(Stored data)
——————————
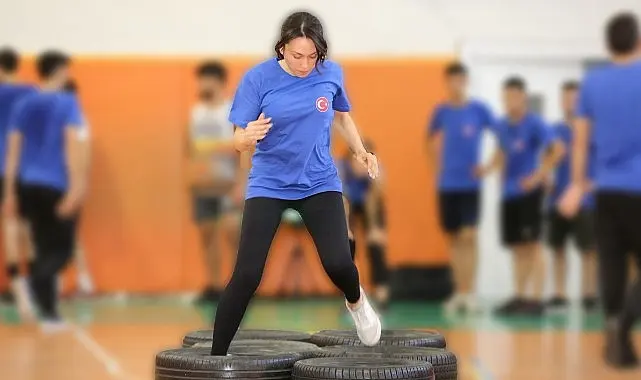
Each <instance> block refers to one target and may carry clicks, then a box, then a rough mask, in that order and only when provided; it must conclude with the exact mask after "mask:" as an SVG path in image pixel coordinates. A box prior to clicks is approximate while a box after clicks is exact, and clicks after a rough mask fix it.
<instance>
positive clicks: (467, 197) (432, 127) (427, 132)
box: [427, 63, 494, 314]
mask: <svg viewBox="0 0 641 380" xmlns="http://www.w3.org/2000/svg"><path fill="white" fill-rule="evenodd" d="M445 81H446V84H447V90H448V98H447V100H446V101H445V102H444V103H441V104H439V105H438V106H437V107H436V108H435V109H434V112H433V113H432V116H431V119H430V121H429V124H428V128H427V129H428V131H427V134H428V142H429V144H428V145H429V150H430V153H431V159H432V161H433V162H434V163H435V171H436V174H437V176H438V180H437V182H438V204H439V218H440V224H441V228H442V229H443V230H444V231H445V233H446V234H447V235H448V237H449V239H450V247H451V257H452V269H453V274H454V287H455V291H454V294H453V295H452V297H450V298H449V300H447V301H446V303H445V307H444V308H445V312H446V313H448V314H451V313H454V312H458V311H468V312H475V311H477V310H478V307H477V303H476V297H475V295H474V293H475V290H474V285H475V283H476V271H477V266H478V265H477V260H478V252H477V227H478V222H479V214H480V209H481V179H482V177H484V176H485V175H486V174H487V172H488V167H486V166H484V165H482V164H481V162H480V157H481V143H482V136H483V132H484V131H486V130H491V128H492V126H493V125H494V117H493V115H492V112H491V111H490V109H489V107H488V106H487V105H486V104H484V103H483V102H481V101H479V100H475V99H469V98H468V97H467V95H466V89H467V83H468V72H467V68H466V67H465V66H463V65H462V64H460V63H453V64H451V65H449V66H447V67H446V69H445Z"/></svg>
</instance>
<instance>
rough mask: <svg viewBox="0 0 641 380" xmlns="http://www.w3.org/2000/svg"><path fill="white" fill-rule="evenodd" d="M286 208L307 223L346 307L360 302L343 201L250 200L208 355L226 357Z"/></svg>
mask: <svg viewBox="0 0 641 380" xmlns="http://www.w3.org/2000/svg"><path fill="white" fill-rule="evenodd" d="M287 208H292V209H294V210H296V211H298V212H299V213H300V215H301V217H302V218H303V221H304V222H305V226H306V227H307V230H308V231H309V233H310V235H311V236H312V239H313V241H314V244H315V246H316V249H317V251H318V254H319V256H320V259H321V263H322V264H323V268H324V269H325V272H326V273H327V275H328V276H329V278H330V279H331V280H332V282H333V283H334V284H335V285H336V286H337V287H338V288H339V289H340V290H341V291H342V292H343V294H344V295H345V298H346V299H347V301H348V302H350V303H356V302H357V301H358V300H359V298H360V283H359V278H358V270H357V269H356V266H355V265H354V263H353V261H352V260H351V256H350V251H349V243H348V239H347V222H346V221H345V210H344V208H343V200H342V196H341V194H340V193H338V192H325V193H320V194H316V195H313V196H310V197H308V198H304V199H301V200H296V201H286V200H280V199H274V198H262V197H259V198H251V199H248V200H247V201H246V202H245V209H244V211H243V222H242V227H241V232H240V243H239V246H238V257H237V258H236V265H235V267H234V272H233V274H232V277H231V280H230V281H229V283H228V284H227V287H226V288H225V291H224V292H223V294H222V297H221V299H220V303H219V304H218V308H217V310H216V318H215V323H214V334H213V344H212V348H211V354H212V355H215V356H223V355H226V354H227V350H228V348H229V345H230V343H231V341H232V339H233V338H234V335H236V331H237V330H238V327H239V326H240V322H241V321H242V319H243V316H244V314H245V310H246V309H247V305H248V304H249V301H250V300H251V298H252V296H253V295H254V293H255V292H256V289H258V285H259V284H260V280H261V278H262V275H263V270H264V269H265V262H266V260H267V254H268V252H269V249H270V246H271V243H272V240H273V238H274V235H275V234H276V230H277V229H278V225H279V224H280V220H281V215H282V213H283V211H284V210H285V209H287Z"/></svg>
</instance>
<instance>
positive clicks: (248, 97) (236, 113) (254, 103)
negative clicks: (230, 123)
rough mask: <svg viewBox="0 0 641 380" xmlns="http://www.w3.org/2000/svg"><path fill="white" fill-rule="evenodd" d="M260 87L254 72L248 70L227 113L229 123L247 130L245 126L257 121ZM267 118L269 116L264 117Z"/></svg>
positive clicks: (238, 84)
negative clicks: (254, 121)
mask: <svg viewBox="0 0 641 380" xmlns="http://www.w3.org/2000/svg"><path fill="white" fill-rule="evenodd" d="M260 101H261V100H260V87H259V83H258V78H257V75H256V71H254V70H250V71H248V72H247V73H246V74H245V75H244V76H243V79H241V81H240V84H238V88H237V89H236V94H235V95H234V100H233V102H232V105H231V110H230V111H229V121H230V122H231V123H232V124H234V125H237V126H239V127H240V128H247V124H248V123H249V122H251V121H254V120H256V119H258V116H259V115H260V108H261V105H260ZM265 117H269V115H265Z"/></svg>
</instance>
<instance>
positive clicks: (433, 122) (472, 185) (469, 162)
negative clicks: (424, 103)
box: [428, 101, 494, 191]
mask: <svg viewBox="0 0 641 380" xmlns="http://www.w3.org/2000/svg"><path fill="white" fill-rule="evenodd" d="M493 125H494V120H493V116H492V112H491V111H490V109H489V108H488V107H487V106H486V105H485V104H483V103H481V102H479V101H470V102H468V103H467V104H465V105H464V106H460V107H459V106H452V105H449V104H441V105H439V106H438V107H437V108H436V110H435V111H434V114H433V115H432V119H431V120H430V123H429V126H428V130H429V131H428V133H429V134H430V135H433V134H435V133H437V132H439V131H443V147H442V152H441V168H440V170H441V172H440V173H439V180H438V182H439V184H438V187H439V190H441V191H470V190H471V191H474V190H478V189H479V186H480V181H479V180H478V179H477V178H475V177H474V168H475V167H476V166H477V165H478V162H479V158H480V150H481V140H482V139H481V137H482V133H481V132H482V131H483V130H484V129H485V128H487V127H492V126H493Z"/></svg>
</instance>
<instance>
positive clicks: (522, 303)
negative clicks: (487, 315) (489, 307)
mask: <svg viewBox="0 0 641 380" xmlns="http://www.w3.org/2000/svg"><path fill="white" fill-rule="evenodd" d="M523 305H524V301H523V300H522V299H520V298H516V297H515V298H512V299H510V300H509V301H507V302H506V303H504V304H503V305H502V306H499V307H498V308H497V309H496V310H495V313H497V314H499V315H512V314H515V313H517V312H518V310H519V309H521V308H522V307H523Z"/></svg>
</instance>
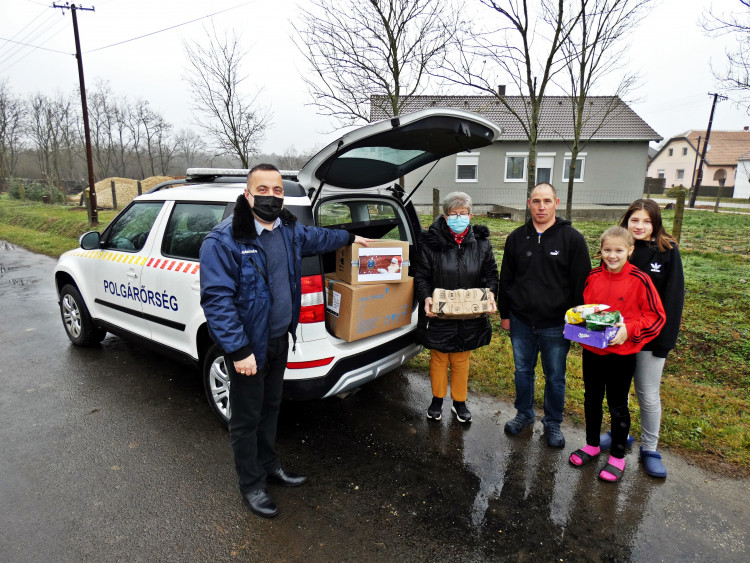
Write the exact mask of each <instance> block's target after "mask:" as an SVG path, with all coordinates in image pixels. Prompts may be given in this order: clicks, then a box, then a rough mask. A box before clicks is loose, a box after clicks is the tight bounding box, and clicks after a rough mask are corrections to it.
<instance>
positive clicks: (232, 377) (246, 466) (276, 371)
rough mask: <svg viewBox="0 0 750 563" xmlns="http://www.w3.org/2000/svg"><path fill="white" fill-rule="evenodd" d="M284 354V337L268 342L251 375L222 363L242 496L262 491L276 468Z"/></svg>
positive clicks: (232, 435) (287, 335)
mask: <svg viewBox="0 0 750 563" xmlns="http://www.w3.org/2000/svg"><path fill="white" fill-rule="evenodd" d="M288 351H289V337H288V335H287V334H284V335H283V336H279V337H277V338H270V339H269V340H268V349H267V354H266V361H265V363H264V365H263V367H262V368H261V369H260V370H259V371H258V373H256V374H255V375H243V374H240V373H237V372H236V371H235V369H234V364H233V362H232V361H231V360H229V359H227V360H226V365H227V369H228V370H229V379H230V382H231V387H230V393H229V404H230V407H231V416H230V419H229V435H230V439H231V442H232V450H233V451H234V461H235V465H236V467H237V476H238V479H239V485H240V491H241V492H242V493H243V494H244V493H248V492H250V491H254V490H256V489H264V488H265V487H266V475H267V474H268V473H270V472H272V471H274V470H275V469H278V468H279V460H278V455H277V454H276V450H275V448H274V442H275V441H276V422H277V420H278V418H279V408H280V406H281V393H282V385H283V381H284V371H285V369H286V361H287V353H288Z"/></svg>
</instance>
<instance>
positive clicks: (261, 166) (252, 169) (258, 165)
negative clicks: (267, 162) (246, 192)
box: [247, 163, 281, 180]
mask: <svg viewBox="0 0 750 563" xmlns="http://www.w3.org/2000/svg"><path fill="white" fill-rule="evenodd" d="M258 171H263V172H279V169H278V168H276V167H275V166H274V165H273V164H268V163H261V164H256V165H255V166H253V167H252V168H251V169H250V172H248V173H247V178H248V180H249V179H250V176H252V175H253V172H258ZM279 174H281V172H279Z"/></svg>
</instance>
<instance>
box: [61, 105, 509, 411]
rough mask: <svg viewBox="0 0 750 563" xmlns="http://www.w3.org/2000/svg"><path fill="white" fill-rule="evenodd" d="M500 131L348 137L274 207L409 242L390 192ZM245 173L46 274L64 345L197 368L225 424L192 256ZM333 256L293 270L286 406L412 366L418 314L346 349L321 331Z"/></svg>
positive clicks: (322, 155) (325, 329) (225, 173)
mask: <svg viewBox="0 0 750 563" xmlns="http://www.w3.org/2000/svg"><path fill="white" fill-rule="evenodd" d="M499 134H500V130H499V129H498V128H497V127H496V126H495V125H494V124H492V123H491V122H489V121H487V120H485V119H483V118H481V117H479V116H477V115H475V114H471V113H468V112H462V111H458V110H450V109H430V110H423V111H420V112H416V113H413V114H409V115H405V116H401V117H399V118H395V119H392V120H387V121H382V122H378V123H373V124H370V125H367V126H365V127H362V128H360V129H357V130H355V131H353V132H351V133H348V134H346V135H345V136H344V137H342V138H341V139H340V140H339V141H337V142H335V143H332V144H331V145H329V146H328V147H326V148H325V149H324V150H323V151H321V152H320V153H318V155H316V156H315V157H314V158H313V159H311V160H310V162H308V163H307V164H306V165H305V167H304V168H303V169H302V170H300V171H299V174H298V181H292V180H287V179H285V181H284V191H285V197H284V206H285V207H286V208H288V209H289V210H290V211H291V212H292V213H294V214H295V215H296V216H297V218H298V219H299V220H300V221H301V222H302V223H304V224H307V225H313V224H314V225H319V226H323V227H331V228H340V229H346V230H348V231H351V232H354V233H355V234H358V235H362V236H365V237H369V238H390V239H398V240H402V241H408V242H409V245H410V253H411V254H412V255H413V253H414V252H415V251H416V244H417V241H418V238H417V237H418V233H419V232H420V230H421V228H420V226H419V219H418V217H417V215H416V212H415V211H414V207H413V206H412V205H411V204H410V203H409V201H408V199H409V198H408V196H407V195H406V194H405V193H404V191H403V190H402V189H401V187H400V186H398V185H397V184H392V183H393V182H394V181H395V180H397V179H398V178H399V177H403V176H404V175H406V174H407V173H408V172H411V171H413V170H415V169H417V168H419V167H421V166H424V165H425V164H429V163H432V162H434V161H436V160H438V159H440V158H442V157H444V156H449V155H452V154H455V153H457V152H461V151H466V150H470V149H475V148H479V147H483V146H486V145H489V144H491V143H492V142H493V141H494V140H495V139H496V138H497V137H498V136H499ZM246 174H247V171H246V170H240V171H226V170H214V169H191V170H188V175H187V177H186V179H185V180H177V181H172V182H166V183H164V184H161V185H159V186H156V187H155V188H154V189H153V190H151V191H150V192H149V193H147V194H144V195H142V196H139V197H137V198H136V199H135V200H133V202H132V203H131V204H130V205H128V207H126V208H125V209H124V210H123V211H122V212H121V213H120V214H119V215H118V216H117V217H116V218H115V219H114V220H113V221H112V223H110V225H109V226H108V227H107V228H106V229H105V230H104V231H103V232H102V233H101V234H99V233H98V232H96V231H91V232H88V233H86V234H84V235H82V236H81V239H80V248H77V249H75V250H71V251H69V252H66V253H65V254H63V255H62V256H61V257H60V260H59V261H58V263H57V266H56V268H55V272H54V277H55V285H56V287H57V292H58V295H59V301H60V312H61V315H62V320H63V325H64V326H65V330H66V332H67V334H68V337H69V338H70V340H71V341H72V342H73V344H76V345H79V346H89V345H95V344H98V343H99V342H101V341H102V340H103V339H104V337H105V336H106V334H107V332H111V333H114V334H117V335H120V336H123V337H127V338H131V339H135V340H136V341H138V342H140V343H142V344H144V345H147V346H151V347H154V346H156V347H157V348H158V349H159V350H161V351H163V352H165V353H167V354H169V355H172V356H174V357H176V358H178V359H182V360H187V361H189V362H191V363H193V364H196V365H198V366H200V367H202V377H203V382H204V387H205V390H206V396H207V398H208V401H209V404H210V405H211V406H212V408H213V409H214V411H215V412H216V413H217V414H218V415H219V417H220V418H221V419H222V420H223V421H224V422H226V421H227V420H228V418H229V400H228V398H229V377H228V375H227V370H226V368H225V366H224V358H223V357H222V356H221V351H220V350H219V348H218V347H217V346H216V345H215V344H214V343H213V342H212V340H211V338H210V336H209V334H208V330H207V328H206V320H205V318H204V316H203V310H202V309H201V306H200V299H199V286H200V282H199V274H198V271H199V269H200V264H199V262H198V251H199V249H200V245H201V242H202V241H203V238H204V237H205V236H206V234H207V233H208V232H209V231H210V230H211V229H212V228H213V227H214V226H215V225H216V224H217V223H219V222H220V221H221V220H222V219H224V218H225V217H227V216H229V215H231V213H232V211H233V209H234V204H235V201H236V199H237V196H238V195H239V194H240V193H241V192H242V190H243V189H244V186H245V176H246ZM334 270H335V267H334V255H333V254H328V255H322V256H319V257H318V256H316V257H309V258H305V259H304V260H303V264H302V275H303V278H302V311H301V314H300V324H299V326H298V329H297V345H296V350H295V351H294V352H291V351H290V354H289V360H288V363H287V370H286V374H285V376H284V394H285V397H287V398H289V399H314V398H321V397H330V396H332V395H337V394H340V393H344V392H346V391H349V390H351V389H353V388H355V387H358V386H360V385H362V384H363V383H365V382H367V381H370V380H372V379H374V378H376V377H379V376H380V375H383V374H384V373H387V372H389V371H391V370H393V369H396V368H398V367H399V366H401V365H403V364H404V363H405V362H406V361H408V360H409V359H410V358H412V357H413V356H414V355H416V354H417V353H418V351H419V346H418V345H417V344H415V342H414V331H415V328H416V320H417V313H416V304H415V306H414V307H413V313H412V322H411V323H410V324H409V325H407V326H404V327H401V328H398V329H395V330H392V331H389V332H386V333H382V334H378V335H375V336H370V337H368V338H365V339H362V340H358V341H355V342H346V341H344V340H340V339H339V338H336V337H335V336H334V335H333V334H332V332H331V331H330V330H329V329H328V327H326V323H325V305H324V298H323V276H322V274H323V272H331V271H334Z"/></svg>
——————————
◆ **Exercise details**:
Show all lines above holding "with".

◆ **Answer section**:
Each <instance> block refers to one target and may carry clicks, then a box, then a rough mask, in that order and only when provided; it must conclude with the exact mask after "mask:" as an SVG path in image pixel coordinates. A box prior to clicks is approximate while a box after clicks is exact, and clicks after a rough mask fix it.
Write the exact mask of each <instance> block's target after "mask:" as an SVG path, with all coordinates in image pixels. Prompts may be given in this order: clicks, then a box, then a rough mask. A box before clicks is loose, a box after clicks is the tight bounding box, and clicks after a rough mask are corrections to it.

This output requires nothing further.